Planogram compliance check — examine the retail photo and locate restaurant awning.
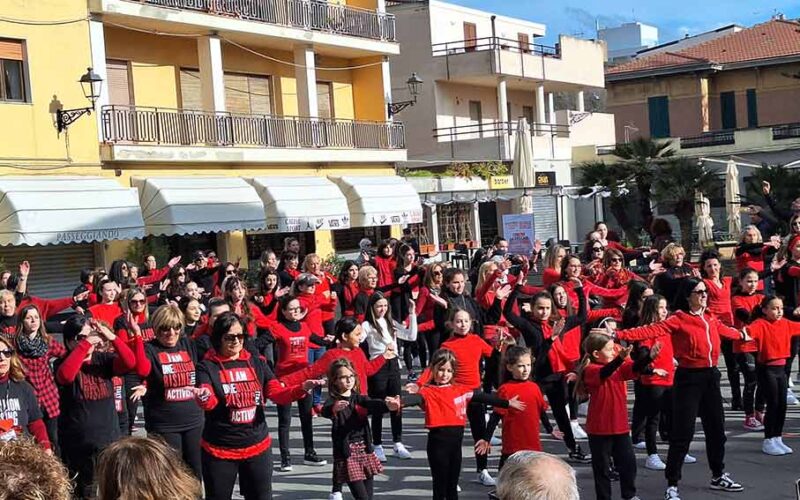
[331,175,422,227]
[0,176,144,245]
[131,176,266,235]
[245,176,350,233]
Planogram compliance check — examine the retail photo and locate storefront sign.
[503,214,536,256]
[489,175,514,189]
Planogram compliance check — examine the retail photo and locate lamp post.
[56,68,103,133]
[387,73,425,117]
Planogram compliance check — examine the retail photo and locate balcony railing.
[102,106,405,149]
[433,121,569,141]
[431,36,561,57]
[141,0,396,42]
[681,130,736,149]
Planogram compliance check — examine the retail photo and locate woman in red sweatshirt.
[617,278,745,499]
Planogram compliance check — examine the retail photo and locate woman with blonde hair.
[95,437,201,500]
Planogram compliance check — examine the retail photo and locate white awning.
[131,176,266,235]
[331,175,422,227]
[245,177,350,233]
[0,176,144,245]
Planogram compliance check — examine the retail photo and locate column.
[294,45,319,118]
[197,36,225,111]
[89,19,109,143]
[536,83,547,135]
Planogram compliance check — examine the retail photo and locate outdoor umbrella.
[694,191,714,248]
[511,117,535,214]
[725,160,742,239]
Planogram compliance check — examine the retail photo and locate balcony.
[101,106,405,163]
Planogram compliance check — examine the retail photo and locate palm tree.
[652,157,722,251]
[612,137,675,236]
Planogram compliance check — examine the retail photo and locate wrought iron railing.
[101,105,406,149]
[431,36,561,57]
[141,0,396,42]
[681,130,736,149]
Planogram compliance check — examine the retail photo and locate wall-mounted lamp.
[56,68,103,133]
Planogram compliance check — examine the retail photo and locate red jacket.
[617,311,741,368]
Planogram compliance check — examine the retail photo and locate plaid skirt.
[333,442,383,484]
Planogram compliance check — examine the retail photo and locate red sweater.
[747,318,800,366]
[583,360,637,436]
[617,311,741,368]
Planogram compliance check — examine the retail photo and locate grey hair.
[496,451,580,500]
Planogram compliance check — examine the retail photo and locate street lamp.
[56,68,103,133]
[387,73,425,117]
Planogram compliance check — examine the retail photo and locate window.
[719,91,736,130]
[0,38,27,102]
[747,89,758,128]
[647,95,669,139]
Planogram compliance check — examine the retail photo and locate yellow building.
[0,0,421,295]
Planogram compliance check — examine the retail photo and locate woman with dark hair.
[56,315,137,499]
[194,312,322,500]
[616,277,748,498]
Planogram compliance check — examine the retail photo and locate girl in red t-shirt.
[576,333,666,500]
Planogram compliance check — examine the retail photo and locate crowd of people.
[0,215,800,500]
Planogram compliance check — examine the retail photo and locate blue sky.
[445,0,800,43]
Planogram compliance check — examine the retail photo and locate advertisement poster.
[503,214,536,256]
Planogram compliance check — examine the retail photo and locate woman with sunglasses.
[56,315,137,499]
[0,337,53,455]
[616,277,749,499]
[137,305,203,479]
[194,312,322,500]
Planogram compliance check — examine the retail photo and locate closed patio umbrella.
[511,117,535,214]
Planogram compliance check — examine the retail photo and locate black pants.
[756,365,787,439]
[202,448,272,500]
[720,339,742,406]
[736,352,764,416]
[427,426,464,500]
[664,367,727,486]
[539,377,575,451]
[367,358,403,445]
[467,401,489,472]
[631,383,672,455]
[152,424,203,479]
[589,434,636,500]
[278,394,314,457]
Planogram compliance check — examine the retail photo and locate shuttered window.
[106,60,133,106]
[0,38,28,102]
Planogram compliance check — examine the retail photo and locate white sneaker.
[644,453,667,470]
[761,438,786,457]
[773,436,794,455]
[478,469,496,486]
[394,443,411,460]
[569,420,589,439]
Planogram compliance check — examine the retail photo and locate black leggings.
[367,358,403,445]
[736,352,764,416]
[202,448,272,500]
[589,434,636,500]
[147,424,203,479]
[427,426,464,500]
[631,382,672,455]
[664,367,727,486]
[539,377,575,451]
[756,365,788,439]
[278,395,314,457]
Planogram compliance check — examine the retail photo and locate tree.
[652,157,723,251]
[612,137,675,238]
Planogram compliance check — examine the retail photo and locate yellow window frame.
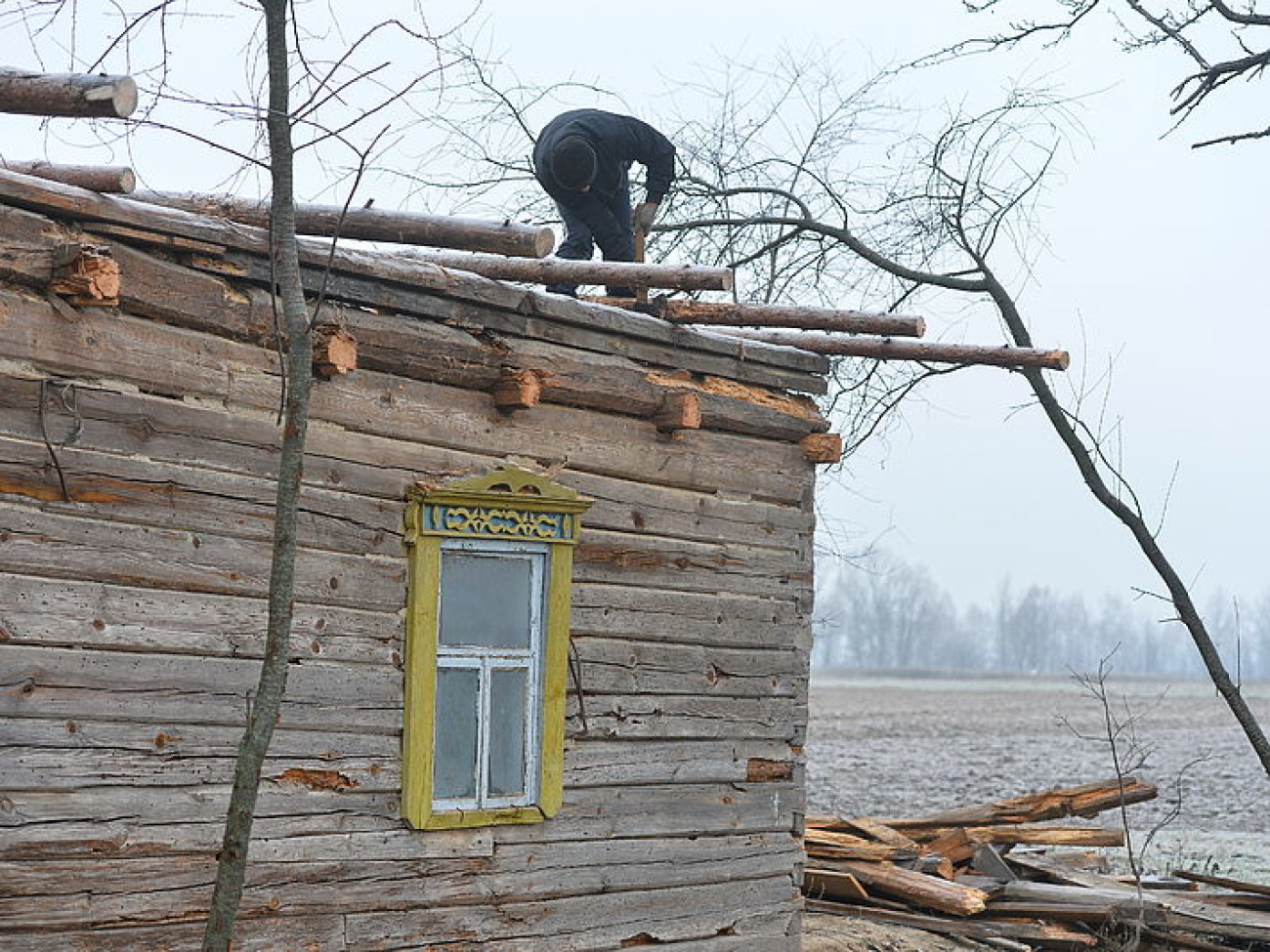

--------------------------------------------------

» **Exercise instructions**:
Rewrite the data above, changing each "retail photo" to "street scene" and keeping everything else the same. Leave the pictures out.

» **Correct answer**:
Planogram compliance check — examine the street scene and locate restaurant awning.
[331,175,422,227]
[0,176,144,245]
[131,176,266,235]
[245,176,350,233]
Planogram compliance check — examine the street scene and locate storefront sign.
[503,214,536,256]
[489,175,514,189]
Planogram compliance check — examine the street scene and locate lamp post.
[56,68,103,133]
[387,73,425,117]
Planogram compliance check — examine the street scene and locate balcony railing.
[102,106,405,149]
[433,121,569,141]
[431,36,561,57]
[141,0,396,42]
[681,130,736,149]
Planogram compliance check — examine the street scene and locate woman in red sweatshirt.
[617,278,745,499]
Planogram compliance check — examine the street scene and locate woman with blonde hair.
[95,437,201,500]
Planogram compliance check — examine the street scene and locate white awning.
[131,176,266,235]
[331,175,422,227]
[245,177,350,233]
[0,176,144,245]
Planogram compliance check — examine the street scene and locate column.
[294,45,319,118]
[197,36,225,111]
[89,19,109,143]
[536,83,547,135]
Planogram compliance check — examine the street scene and locate outdoor umbrella.
[694,191,714,248]
[511,117,535,214]
[725,160,742,239]
Planogram compliance check — examine the street scene and locate balcony.
[101,106,405,163]
Planogram compliance check — examine the street scene and locate palm tree.
[652,157,722,251]
[612,137,675,236]
Planogram compliance check — examine the street scene and locate wrought iron railing.
[101,105,406,149]
[431,36,561,57]
[141,0,396,42]
[681,130,736,149]
Planogram compliance check — examine the street scene and locate wall-mounted lamp.
[56,68,103,133]
Planogram compliance check — examine the street scene and locate red jacket.
[617,311,741,368]
Planogram compliance check — examine the street scene and locate plaid skirt.
[333,442,383,484]
Planogram compliance check — examine the street scene and locate red sweater.
[747,318,800,366]
[583,360,637,436]
[617,311,741,368]
Planogram compliance check — examine the street scene and locate grey hair.
[496,451,580,500]
Planogram compliance check — examine the street scene and locate street lamp.
[56,68,103,133]
[387,73,425,117]
Planogram compliance check — examine the street scene and locate window.
[719,91,736,130]
[0,38,27,102]
[747,89,758,128]
[647,95,669,139]
Planogram compliance check — examine the street scene and locate yellow building.
[0,0,421,295]
Planogram compliance check — examine the street scene and locate woman with dark hair.
[56,315,137,499]
[194,312,322,500]
[616,277,748,498]
Planogram compliance check — examine the street scene and locate girl in red t-shirt.
[576,333,666,500]
Planogram compliance check — examine the street scene and locate crowd of people.
[0,215,800,500]
Planogram compliance check — examine the street scene and locate blue sky.
[445,0,800,43]
Planogram compliance check — examine the street scene and locate advertisement poster.
[503,214,536,256]
Planogram compliance check — examine the street scene and locate woman with sunglasses.
[56,315,137,499]
[0,337,53,455]
[616,277,749,499]
[137,305,203,479]
[194,312,322,500]
Planogram compliance check — examine the street scene and locate closed patio umbrella.
[511,117,535,214]
Planogram compliance check — examine the street scene and locate black pants.
[756,365,787,439]
[202,448,272,500]
[720,339,742,406]
[736,352,764,416]
[427,426,464,500]
[664,367,727,486]
[539,377,575,451]
[367,358,403,445]
[467,401,489,472]
[631,383,672,455]
[152,424,203,479]
[589,434,636,500]
[278,394,314,457]
Planogram compliance check — examine the street scene and locate shuttered window.
[106,60,133,106]
[0,38,28,102]
Planogram compliance check — examine the street scene and locate white sneaker.
[644,453,667,470]
[761,438,786,457]
[773,436,794,455]
[478,469,496,486]
[394,443,411,460]
[569,420,589,439]
Planogram compliance check — examine the street scene and locate black leggings.
[367,358,403,445]
[736,352,764,416]
[202,448,272,500]
[589,434,636,500]
[147,424,203,479]
[427,426,464,500]
[631,382,672,455]
[664,367,727,486]
[539,377,575,451]
[756,365,788,439]
[278,395,314,457]
Planogram compliance check — examine the street scene and locate tree.
[652,157,723,251]
[612,137,675,238]
Planogram compliance check — examine the street scene and locate yellow window frame.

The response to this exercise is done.